▶ _Directions for this task_
Copy every line of the listing below word for word, leaving out the pictures.

▶ _Record extracts_
%%
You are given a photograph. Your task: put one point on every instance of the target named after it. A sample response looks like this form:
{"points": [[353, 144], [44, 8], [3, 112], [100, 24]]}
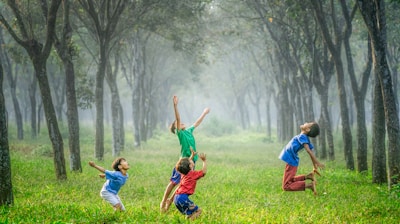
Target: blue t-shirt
{"points": [[115, 180], [290, 152]]}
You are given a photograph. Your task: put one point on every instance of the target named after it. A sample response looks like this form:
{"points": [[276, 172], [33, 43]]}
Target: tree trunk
{"points": [[65, 52], [116, 110], [32, 97], [6, 191], [13, 87], [51, 118], [136, 92], [373, 13], [378, 136], [99, 98], [334, 49]]}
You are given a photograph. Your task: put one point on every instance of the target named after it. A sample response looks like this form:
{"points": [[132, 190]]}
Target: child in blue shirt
%%
▶ _Problem solution_
You are given a photograph. Your task: put one point on every instance of the target named after it. A sample response looks like this form:
{"points": [[353, 144], [44, 8], [3, 112], [100, 24]]}
Target: blue t-shirt
{"points": [[115, 180], [290, 152]]}
You are given a photograph. Your task: put one point on every instance of the target named after it. A sample response looks like this form:
{"points": [[276, 172], [33, 43]]}
Target: tree trunk
{"points": [[65, 52], [116, 110], [32, 97], [6, 191], [13, 87], [51, 118], [136, 92], [373, 13], [378, 136], [99, 98], [334, 49]]}
You are given a photograph. Your task: put one point on every instance of the target named after it. A sample response looks like this form:
{"points": [[132, 190]]}
Target: child in blue shirt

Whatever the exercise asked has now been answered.